▶ _What the task asks_:
Please arrange the lines running from the start of the material through the line containing "POLYGON ((125 77, 125" as a numbered list, leaving out blank lines and including no lines beyond that one.

[Excerpts from segmentation records]
■ ■ ■ ■ ■

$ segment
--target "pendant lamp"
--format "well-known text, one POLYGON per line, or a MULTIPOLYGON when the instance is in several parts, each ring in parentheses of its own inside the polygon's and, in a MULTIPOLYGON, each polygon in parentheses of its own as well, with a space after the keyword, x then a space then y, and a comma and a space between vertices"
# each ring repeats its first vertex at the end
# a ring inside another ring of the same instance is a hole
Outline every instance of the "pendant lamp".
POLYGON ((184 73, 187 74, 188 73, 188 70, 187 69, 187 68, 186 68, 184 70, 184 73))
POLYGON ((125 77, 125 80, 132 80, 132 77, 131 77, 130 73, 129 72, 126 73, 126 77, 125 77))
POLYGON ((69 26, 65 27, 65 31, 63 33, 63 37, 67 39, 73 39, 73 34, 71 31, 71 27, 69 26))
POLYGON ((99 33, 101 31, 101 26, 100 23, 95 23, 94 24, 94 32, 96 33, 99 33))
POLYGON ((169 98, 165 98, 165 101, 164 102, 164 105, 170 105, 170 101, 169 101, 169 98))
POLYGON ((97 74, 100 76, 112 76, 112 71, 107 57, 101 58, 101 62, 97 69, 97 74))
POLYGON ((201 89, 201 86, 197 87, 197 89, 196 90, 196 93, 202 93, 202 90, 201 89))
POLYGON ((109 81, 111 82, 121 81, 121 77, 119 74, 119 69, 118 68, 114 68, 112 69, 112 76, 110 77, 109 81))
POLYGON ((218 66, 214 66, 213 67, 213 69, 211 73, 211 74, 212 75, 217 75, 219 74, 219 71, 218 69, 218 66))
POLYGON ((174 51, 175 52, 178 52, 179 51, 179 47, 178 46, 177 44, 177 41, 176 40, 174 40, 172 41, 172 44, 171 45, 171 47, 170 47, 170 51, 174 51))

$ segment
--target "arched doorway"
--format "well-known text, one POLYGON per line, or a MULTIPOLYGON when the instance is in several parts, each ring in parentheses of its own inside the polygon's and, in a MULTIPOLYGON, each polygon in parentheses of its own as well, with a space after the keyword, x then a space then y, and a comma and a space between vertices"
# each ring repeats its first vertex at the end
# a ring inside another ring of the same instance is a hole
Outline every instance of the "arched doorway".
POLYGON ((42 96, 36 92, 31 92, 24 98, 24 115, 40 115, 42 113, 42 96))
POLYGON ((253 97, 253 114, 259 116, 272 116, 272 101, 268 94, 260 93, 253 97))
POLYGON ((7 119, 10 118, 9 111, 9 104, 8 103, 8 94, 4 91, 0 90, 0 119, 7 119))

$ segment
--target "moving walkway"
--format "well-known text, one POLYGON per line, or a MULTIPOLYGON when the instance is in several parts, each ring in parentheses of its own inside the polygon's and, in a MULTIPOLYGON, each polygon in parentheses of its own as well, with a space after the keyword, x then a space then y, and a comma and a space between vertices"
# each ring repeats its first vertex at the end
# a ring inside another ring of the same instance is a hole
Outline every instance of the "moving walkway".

■ ■ ■ ■ ■

▶ _Complete response_:
1. $ segment
2. --target "pendant lamp"
3. --format "well-known text, one POLYGON per line, or a MULTIPOLYGON when the instance is in several parts, each ring in parentheses of its own inside the polygon's and, in a MULTIPOLYGON, each polygon in parentheses of its own as well, with a space after the keyword, x then a space then y, and a comma and a space between vertices"
4. # each ring repeats its first vertex at the end
5. # a ring inside another ring of the same instance is a hole
6. Outline every instance of the "pendant lamp".
7. POLYGON ((184 73, 187 74, 188 73, 188 70, 187 69, 187 68, 186 68, 184 70, 184 73))
8. POLYGON ((125 77, 125 80, 132 80, 132 77, 131 77, 130 73, 129 72, 126 73, 126 77, 125 77))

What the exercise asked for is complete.